Data supplied:

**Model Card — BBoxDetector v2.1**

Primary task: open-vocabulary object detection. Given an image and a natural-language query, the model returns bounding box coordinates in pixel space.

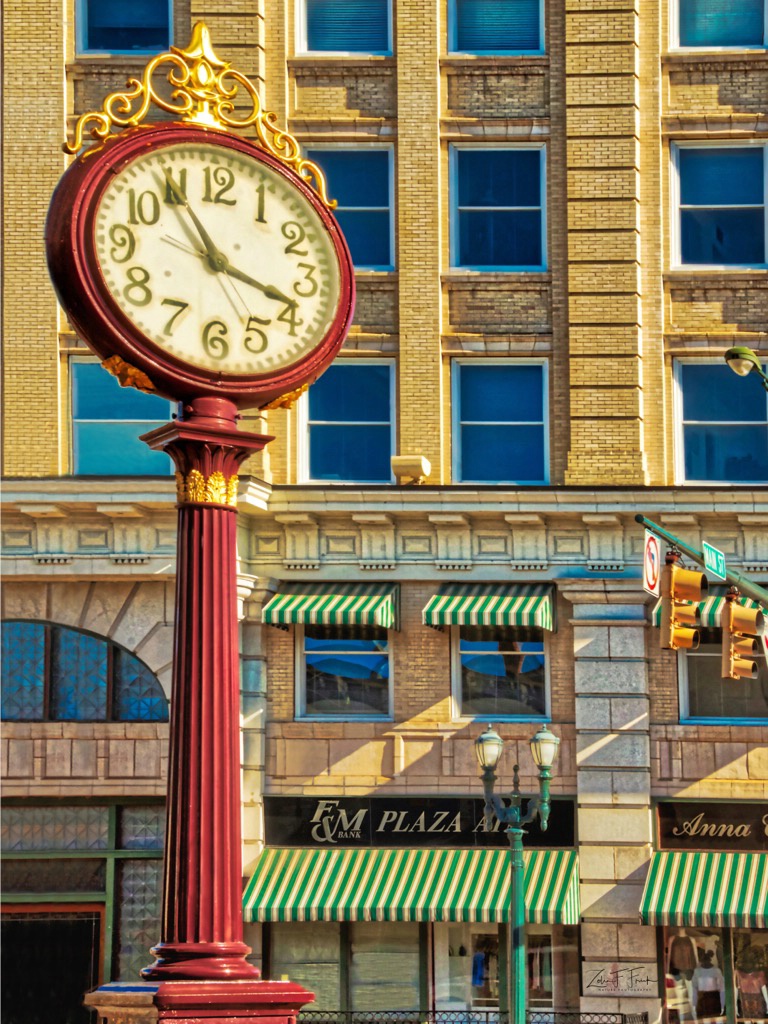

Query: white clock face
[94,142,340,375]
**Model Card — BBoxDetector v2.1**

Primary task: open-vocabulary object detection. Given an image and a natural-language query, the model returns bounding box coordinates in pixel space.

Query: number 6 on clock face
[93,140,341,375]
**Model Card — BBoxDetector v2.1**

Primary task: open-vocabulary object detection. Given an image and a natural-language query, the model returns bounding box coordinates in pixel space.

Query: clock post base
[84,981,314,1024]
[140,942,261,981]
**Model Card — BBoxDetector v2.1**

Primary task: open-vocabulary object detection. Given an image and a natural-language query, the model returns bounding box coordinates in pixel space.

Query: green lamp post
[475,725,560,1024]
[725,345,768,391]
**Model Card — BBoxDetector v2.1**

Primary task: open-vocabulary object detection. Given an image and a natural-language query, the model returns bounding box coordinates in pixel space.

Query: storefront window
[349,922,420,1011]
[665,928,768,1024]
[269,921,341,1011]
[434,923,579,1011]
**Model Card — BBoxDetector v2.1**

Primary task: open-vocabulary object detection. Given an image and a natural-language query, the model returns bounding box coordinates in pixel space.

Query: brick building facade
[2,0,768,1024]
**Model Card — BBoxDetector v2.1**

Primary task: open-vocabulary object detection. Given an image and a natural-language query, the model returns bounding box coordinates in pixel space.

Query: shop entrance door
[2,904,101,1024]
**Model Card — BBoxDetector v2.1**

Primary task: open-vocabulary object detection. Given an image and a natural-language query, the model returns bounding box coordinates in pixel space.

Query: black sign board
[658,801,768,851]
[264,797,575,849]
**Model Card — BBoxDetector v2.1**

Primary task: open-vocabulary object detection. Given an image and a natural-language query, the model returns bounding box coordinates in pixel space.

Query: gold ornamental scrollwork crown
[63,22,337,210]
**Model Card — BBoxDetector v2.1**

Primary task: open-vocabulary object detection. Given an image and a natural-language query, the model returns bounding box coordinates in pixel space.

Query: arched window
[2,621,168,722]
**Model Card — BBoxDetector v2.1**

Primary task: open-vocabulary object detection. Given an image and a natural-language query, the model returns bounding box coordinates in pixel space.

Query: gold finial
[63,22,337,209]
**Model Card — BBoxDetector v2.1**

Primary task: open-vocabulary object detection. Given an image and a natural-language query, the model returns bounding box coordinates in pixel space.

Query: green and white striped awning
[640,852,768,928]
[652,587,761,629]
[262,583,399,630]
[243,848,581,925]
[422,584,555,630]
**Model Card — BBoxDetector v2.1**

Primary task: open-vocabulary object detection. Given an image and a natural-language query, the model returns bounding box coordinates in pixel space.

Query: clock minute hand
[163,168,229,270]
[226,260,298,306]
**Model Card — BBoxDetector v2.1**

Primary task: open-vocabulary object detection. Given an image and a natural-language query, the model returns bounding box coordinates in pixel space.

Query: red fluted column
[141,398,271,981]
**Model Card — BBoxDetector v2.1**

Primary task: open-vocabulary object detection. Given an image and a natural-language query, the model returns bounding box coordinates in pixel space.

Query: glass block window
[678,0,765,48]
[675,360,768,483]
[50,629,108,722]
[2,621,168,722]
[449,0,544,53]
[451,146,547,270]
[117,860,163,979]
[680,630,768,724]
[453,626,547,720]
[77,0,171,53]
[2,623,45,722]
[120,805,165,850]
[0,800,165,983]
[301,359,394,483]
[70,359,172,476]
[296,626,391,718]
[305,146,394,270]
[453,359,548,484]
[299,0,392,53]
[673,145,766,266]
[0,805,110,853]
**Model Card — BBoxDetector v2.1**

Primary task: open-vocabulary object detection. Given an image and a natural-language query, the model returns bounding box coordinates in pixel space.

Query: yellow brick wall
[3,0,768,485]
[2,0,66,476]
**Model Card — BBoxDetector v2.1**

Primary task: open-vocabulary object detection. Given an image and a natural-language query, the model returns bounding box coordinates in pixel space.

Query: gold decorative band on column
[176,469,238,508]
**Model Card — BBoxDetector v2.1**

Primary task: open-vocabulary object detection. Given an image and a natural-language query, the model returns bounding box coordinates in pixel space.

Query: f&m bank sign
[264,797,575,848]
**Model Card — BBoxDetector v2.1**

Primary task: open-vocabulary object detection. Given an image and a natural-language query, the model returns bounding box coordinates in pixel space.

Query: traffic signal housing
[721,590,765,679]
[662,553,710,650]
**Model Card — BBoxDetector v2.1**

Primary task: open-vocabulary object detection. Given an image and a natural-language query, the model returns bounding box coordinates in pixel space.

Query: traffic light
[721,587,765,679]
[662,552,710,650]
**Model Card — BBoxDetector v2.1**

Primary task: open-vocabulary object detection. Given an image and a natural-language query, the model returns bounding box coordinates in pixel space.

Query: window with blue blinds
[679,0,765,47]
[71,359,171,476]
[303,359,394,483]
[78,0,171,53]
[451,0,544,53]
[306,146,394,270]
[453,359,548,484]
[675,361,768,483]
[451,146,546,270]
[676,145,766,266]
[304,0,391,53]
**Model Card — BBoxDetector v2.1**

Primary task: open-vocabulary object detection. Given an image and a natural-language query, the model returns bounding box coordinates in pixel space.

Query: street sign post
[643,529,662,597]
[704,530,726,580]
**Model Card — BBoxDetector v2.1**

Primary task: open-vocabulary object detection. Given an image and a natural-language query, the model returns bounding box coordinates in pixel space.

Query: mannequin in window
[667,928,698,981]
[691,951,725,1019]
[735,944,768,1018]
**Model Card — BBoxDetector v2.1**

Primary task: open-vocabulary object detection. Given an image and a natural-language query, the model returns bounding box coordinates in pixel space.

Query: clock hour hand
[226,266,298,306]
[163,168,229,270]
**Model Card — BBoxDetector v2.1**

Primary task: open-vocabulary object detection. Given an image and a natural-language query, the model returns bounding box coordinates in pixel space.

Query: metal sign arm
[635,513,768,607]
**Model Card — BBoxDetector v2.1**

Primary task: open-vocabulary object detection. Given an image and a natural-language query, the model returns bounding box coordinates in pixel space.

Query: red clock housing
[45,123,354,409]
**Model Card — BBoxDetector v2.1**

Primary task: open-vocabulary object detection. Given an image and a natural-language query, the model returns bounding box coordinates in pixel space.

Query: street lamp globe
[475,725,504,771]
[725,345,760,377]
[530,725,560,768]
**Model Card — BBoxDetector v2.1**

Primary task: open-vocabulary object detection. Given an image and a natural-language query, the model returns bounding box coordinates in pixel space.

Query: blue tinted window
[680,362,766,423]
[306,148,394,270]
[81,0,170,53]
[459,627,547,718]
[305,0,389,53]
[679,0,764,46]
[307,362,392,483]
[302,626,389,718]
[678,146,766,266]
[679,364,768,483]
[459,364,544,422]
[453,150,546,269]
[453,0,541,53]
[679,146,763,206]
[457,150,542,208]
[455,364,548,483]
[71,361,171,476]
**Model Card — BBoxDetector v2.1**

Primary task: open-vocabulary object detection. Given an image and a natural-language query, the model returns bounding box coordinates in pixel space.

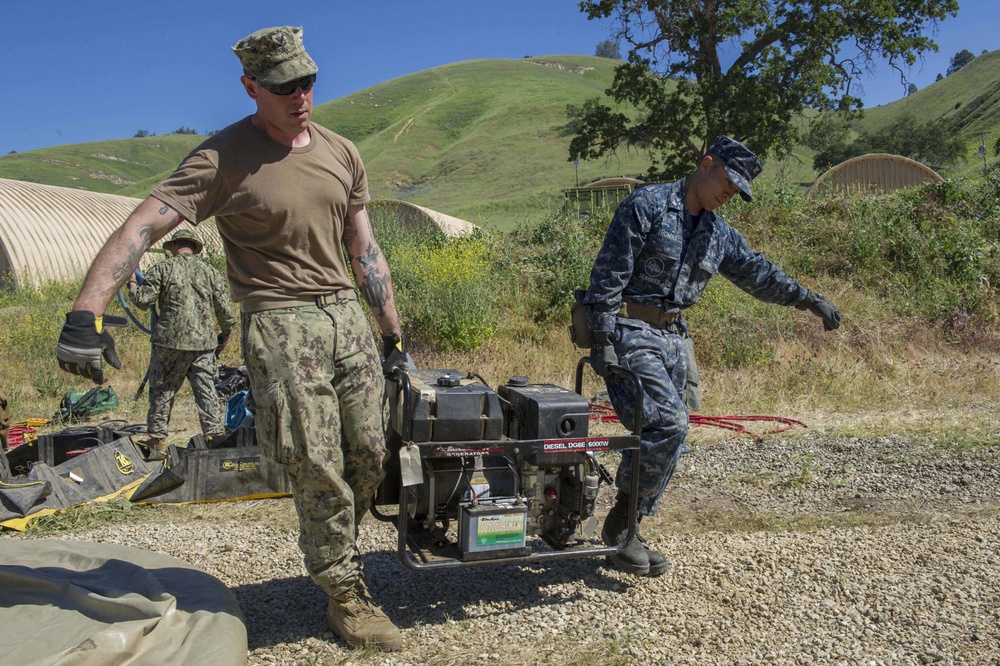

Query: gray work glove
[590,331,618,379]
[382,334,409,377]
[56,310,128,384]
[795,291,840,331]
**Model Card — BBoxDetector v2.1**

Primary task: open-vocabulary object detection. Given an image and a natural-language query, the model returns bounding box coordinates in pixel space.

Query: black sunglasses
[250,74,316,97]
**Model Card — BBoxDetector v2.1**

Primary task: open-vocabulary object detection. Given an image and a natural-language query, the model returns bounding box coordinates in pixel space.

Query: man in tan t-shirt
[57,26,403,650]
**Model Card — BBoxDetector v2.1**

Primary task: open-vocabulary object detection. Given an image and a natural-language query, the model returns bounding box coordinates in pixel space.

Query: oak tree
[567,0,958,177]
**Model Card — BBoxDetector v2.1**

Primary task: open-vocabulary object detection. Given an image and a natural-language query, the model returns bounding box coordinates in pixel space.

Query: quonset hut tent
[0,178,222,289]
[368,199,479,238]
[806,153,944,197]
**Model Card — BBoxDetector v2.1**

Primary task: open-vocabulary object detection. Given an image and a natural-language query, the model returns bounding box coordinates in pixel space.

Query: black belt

==

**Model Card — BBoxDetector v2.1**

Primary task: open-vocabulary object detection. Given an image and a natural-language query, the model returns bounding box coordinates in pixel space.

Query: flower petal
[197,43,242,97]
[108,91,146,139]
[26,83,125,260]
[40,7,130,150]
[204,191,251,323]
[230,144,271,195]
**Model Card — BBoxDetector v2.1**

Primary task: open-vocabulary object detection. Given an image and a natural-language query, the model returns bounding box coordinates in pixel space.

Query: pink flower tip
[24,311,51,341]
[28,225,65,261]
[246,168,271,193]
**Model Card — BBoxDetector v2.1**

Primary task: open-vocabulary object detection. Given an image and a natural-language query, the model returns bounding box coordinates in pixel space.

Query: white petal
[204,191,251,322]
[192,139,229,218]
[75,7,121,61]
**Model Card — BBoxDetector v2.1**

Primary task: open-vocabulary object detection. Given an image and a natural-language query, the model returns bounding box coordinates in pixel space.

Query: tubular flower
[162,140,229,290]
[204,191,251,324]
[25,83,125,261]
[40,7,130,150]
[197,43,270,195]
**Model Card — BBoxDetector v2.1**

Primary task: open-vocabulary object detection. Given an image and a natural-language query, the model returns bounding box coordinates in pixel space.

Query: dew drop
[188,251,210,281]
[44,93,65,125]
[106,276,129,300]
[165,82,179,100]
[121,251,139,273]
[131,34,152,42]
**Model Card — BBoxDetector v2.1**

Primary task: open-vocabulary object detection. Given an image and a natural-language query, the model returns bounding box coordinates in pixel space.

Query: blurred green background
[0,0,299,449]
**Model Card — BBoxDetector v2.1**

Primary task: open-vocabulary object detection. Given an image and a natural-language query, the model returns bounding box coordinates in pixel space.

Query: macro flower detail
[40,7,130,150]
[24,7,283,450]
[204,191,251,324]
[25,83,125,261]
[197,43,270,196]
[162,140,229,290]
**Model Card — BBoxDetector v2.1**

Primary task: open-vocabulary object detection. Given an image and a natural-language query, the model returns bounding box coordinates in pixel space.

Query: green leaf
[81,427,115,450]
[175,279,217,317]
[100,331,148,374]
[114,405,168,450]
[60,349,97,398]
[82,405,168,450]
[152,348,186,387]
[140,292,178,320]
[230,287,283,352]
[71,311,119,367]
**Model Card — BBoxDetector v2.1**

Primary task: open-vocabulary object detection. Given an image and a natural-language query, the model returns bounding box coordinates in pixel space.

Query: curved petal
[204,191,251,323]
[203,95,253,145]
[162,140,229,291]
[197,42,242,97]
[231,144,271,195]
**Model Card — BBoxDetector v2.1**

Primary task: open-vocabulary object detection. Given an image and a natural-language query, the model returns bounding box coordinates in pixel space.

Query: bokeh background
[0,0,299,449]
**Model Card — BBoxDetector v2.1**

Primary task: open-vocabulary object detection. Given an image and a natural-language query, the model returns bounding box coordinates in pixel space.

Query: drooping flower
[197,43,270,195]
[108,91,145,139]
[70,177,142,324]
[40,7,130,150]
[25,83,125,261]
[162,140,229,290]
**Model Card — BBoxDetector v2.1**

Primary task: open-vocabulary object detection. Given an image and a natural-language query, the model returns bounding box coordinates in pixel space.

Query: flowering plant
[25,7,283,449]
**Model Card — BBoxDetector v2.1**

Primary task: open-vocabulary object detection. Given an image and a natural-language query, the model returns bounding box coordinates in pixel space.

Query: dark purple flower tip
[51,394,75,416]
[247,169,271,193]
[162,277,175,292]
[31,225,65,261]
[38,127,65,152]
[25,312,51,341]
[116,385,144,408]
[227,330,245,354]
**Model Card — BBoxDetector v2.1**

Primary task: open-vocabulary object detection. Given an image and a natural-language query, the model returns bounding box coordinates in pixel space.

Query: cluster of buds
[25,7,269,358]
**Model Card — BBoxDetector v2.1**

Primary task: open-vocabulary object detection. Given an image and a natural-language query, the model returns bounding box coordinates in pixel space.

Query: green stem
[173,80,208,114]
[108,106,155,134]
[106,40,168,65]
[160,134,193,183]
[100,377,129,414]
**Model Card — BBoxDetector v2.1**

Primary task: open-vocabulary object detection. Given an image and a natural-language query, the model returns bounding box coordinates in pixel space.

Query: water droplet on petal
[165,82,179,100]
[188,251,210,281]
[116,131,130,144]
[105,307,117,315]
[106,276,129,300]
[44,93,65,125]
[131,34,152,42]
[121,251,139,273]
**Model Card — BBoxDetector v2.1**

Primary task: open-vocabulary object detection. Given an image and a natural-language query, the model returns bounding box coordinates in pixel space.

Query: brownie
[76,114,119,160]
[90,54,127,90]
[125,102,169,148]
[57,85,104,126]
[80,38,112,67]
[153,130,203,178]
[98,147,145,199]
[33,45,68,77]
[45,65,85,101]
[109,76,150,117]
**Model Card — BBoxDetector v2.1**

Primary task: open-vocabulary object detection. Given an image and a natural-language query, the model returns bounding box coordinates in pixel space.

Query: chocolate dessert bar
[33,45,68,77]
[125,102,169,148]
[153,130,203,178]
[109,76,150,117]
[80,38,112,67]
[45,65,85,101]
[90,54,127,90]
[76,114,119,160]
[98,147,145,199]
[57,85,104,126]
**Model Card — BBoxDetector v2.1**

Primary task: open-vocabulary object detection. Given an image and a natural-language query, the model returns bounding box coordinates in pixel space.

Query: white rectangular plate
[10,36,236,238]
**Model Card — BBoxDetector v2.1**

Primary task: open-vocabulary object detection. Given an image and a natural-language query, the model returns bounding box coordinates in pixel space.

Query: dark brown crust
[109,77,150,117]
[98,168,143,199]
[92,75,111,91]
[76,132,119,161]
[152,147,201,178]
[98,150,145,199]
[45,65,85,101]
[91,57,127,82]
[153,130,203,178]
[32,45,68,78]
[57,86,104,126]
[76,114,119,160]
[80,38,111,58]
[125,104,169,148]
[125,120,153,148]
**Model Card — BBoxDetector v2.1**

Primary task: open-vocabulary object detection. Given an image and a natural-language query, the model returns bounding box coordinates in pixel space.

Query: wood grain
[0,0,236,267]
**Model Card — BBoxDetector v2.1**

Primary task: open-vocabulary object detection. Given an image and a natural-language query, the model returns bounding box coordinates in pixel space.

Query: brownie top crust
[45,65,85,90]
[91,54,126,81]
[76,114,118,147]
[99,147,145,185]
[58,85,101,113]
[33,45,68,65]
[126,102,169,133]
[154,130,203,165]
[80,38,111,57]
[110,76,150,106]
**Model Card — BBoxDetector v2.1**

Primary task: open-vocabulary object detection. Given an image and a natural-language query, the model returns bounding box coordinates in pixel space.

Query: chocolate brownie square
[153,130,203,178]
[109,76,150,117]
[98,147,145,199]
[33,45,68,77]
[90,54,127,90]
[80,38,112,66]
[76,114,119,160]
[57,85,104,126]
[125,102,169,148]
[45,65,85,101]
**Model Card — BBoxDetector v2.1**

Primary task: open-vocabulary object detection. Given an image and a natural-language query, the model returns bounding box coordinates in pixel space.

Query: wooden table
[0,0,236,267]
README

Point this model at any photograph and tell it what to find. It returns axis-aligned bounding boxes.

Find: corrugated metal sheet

* * *

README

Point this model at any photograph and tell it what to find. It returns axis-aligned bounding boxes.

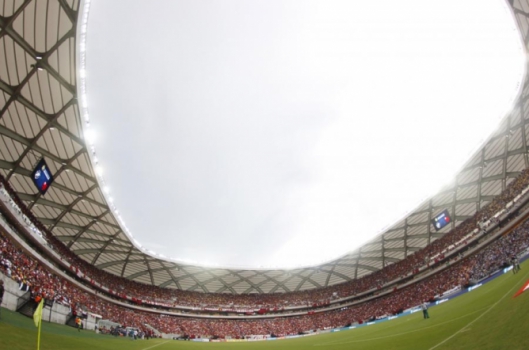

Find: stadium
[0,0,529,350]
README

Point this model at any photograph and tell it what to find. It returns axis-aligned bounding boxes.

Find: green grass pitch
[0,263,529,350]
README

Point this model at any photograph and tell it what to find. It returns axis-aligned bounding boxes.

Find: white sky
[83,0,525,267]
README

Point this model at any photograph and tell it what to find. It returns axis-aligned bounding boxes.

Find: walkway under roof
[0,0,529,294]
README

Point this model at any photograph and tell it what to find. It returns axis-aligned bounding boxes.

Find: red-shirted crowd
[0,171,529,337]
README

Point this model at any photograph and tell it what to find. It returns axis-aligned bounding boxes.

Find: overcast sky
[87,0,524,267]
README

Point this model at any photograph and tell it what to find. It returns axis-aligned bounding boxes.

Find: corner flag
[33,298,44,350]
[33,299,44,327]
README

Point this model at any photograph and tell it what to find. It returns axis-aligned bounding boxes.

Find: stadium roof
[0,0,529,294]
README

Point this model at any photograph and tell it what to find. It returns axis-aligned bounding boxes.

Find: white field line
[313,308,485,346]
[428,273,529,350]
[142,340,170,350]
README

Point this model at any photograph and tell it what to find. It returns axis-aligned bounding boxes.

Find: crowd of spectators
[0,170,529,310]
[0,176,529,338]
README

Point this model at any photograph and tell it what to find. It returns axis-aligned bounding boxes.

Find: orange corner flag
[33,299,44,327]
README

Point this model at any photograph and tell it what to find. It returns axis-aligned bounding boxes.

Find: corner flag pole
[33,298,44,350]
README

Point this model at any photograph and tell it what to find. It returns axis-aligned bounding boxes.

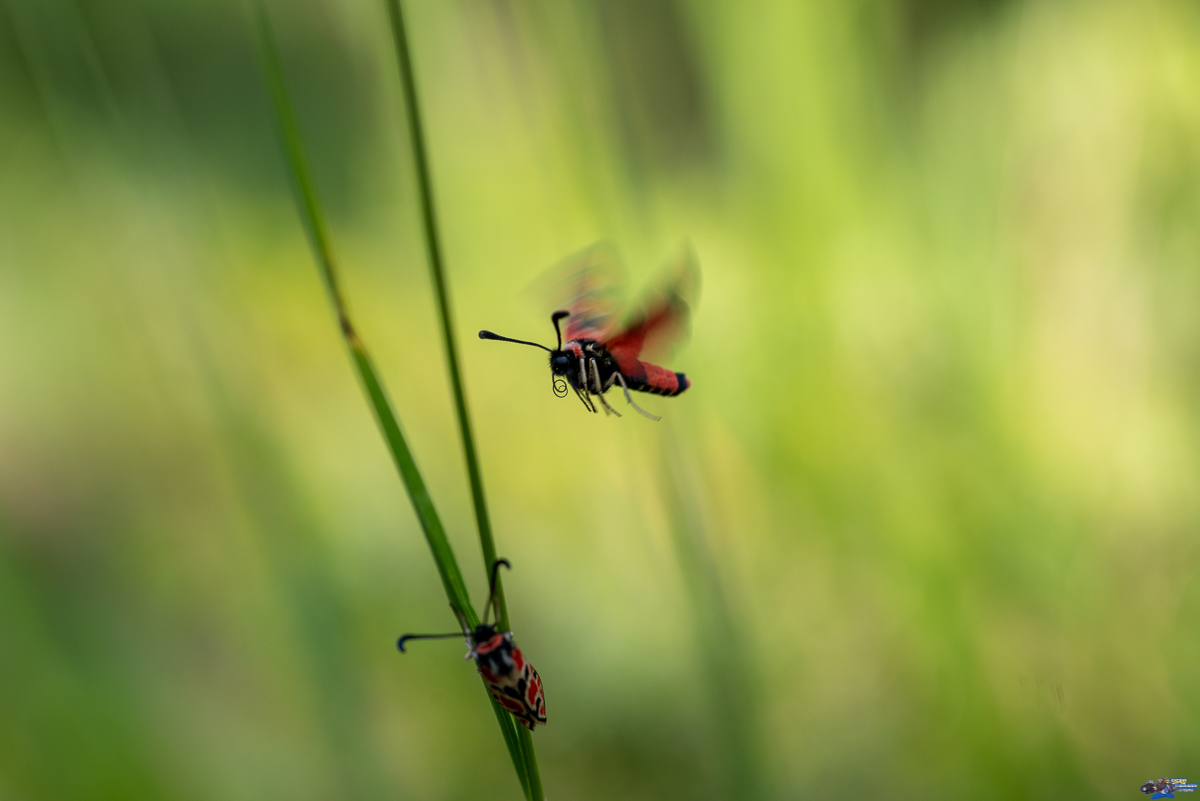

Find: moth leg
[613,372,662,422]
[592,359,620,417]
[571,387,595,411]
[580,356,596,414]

Short exercise: Find every line in the material above that contains the word "traffic" and copy each of those lines in full. Treat case as significant, so only matches with the same capitalization count.

The response:
Query: traffic signal housing
Query: traffic light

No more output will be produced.